**Exercise material:**
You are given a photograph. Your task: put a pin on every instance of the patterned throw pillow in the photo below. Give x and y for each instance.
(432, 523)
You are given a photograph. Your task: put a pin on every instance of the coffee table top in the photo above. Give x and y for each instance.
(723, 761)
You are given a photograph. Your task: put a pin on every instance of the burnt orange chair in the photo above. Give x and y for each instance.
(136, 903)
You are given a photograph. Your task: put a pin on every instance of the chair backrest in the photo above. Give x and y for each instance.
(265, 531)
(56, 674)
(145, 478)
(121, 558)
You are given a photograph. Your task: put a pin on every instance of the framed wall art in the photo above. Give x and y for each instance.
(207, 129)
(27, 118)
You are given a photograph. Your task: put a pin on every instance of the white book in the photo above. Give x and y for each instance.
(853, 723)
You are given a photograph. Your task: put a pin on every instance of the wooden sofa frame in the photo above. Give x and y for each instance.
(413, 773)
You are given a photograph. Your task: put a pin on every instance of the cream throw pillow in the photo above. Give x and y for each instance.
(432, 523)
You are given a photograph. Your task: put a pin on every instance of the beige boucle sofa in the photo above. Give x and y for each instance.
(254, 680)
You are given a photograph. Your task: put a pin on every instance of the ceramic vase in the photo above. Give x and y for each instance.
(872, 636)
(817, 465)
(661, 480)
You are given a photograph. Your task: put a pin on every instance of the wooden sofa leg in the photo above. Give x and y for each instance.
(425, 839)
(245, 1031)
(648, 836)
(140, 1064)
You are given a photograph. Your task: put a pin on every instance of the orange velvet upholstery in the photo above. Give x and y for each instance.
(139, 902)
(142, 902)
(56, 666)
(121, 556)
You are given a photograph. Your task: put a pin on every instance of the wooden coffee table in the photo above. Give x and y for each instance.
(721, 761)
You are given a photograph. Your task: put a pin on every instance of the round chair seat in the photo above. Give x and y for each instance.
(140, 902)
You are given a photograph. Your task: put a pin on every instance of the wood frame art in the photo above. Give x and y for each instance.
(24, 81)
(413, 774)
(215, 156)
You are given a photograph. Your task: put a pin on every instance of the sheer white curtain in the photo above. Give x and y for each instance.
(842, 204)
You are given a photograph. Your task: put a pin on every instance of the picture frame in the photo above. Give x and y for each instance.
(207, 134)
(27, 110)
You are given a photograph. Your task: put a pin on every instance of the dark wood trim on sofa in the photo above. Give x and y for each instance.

**What this task involves:**
Write the data back out verbatim.

**Written answer:**
You are given a photograph. Your task: put a pin on every instance of the patterned throw pillow in the photo below. Give x and y for each instance.
(432, 523)
You are given a photograph. Your task: put a pin on every instance of the coffee table top in the photo above. Give x and y for each instance.
(723, 761)
You are given a photograph. Your task: put a pin on every instance of the burnt orange chair in the photo above. Give x and y for each instance.
(136, 903)
You are given a photograph. Your task: put a pin on every instance of the chair backrest in the photo above. Give x and y for each instance.
(265, 531)
(56, 674)
(145, 478)
(121, 558)
You are given a photograph. Your task: put a pin on every instance of the framed wall art in the photo above. Give x and y for each instance.
(207, 129)
(27, 118)
You are given a photograph. Your task: put a pin on every instance of the white book in the photo above. Give x and y for each instance.
(853, 723)
You are given a photograph. Your task: put a pin on every instance of the wooden sofa frame in the photo above. Give x and y for each instance.
(413, 773)
You are given a photograph. Your task: put a pin on every instance of the cream throw pillow in the photo above. Give x and y for each instance.
(432, 523)
You are given a photograph. Your task: put a pin on every instance of the beige boucle sofa in the photo above. Give x and y for each instance.
(254, 680)
You are given a photograph. Your task: put a pin on every instance of the ceramic vase in the photo above. Give x and y for each instance.
(872, 636)
(817, 465)
(661, 480)
You are given a photograph. Your task: put a pin on every instance of the wooden sofa leg in the photo above. Give x and y for each instance.
(425, 839)
(245, 1031)
(648, 836)
(140, 1064)
You are given a photograph. Your task: put a pin on every instance of the orange velvet upholstery in the photo above. Give x and y for each instance.
(139, 902)
(142, 902)
(56, 666)
(121, 556)
You are given a photograph. Your task: put a pin on every instance of the wooden coffee table in the photo above. Give x and y for each instance.
(721, 761)
You are given a photograph. Your task: put a pin on every instance of the round chair seat in the photo above. Give x and y for each instance.
(140, 902)
You are given a photograph. Your task: put a pin on every instance of the wood frame art in the photo above. Give x and y for each instance.
(24, 81)
(413, 774)
(215, 156)
You are given a photograph. Your task: put a pin on every instance of the sheer white curtain in the photo above. Give x and y for each instance.
(842, 204)
You are given a photograph. Your task: put a pin on every instance of the picture frame in the photo above. Give x and y for each instance.
(207, 134)
(27, 110)
You are given a photograph. Your task: put a pin on every instance of the dark wood trim on sofa in the photo above. Give x and y for each instance.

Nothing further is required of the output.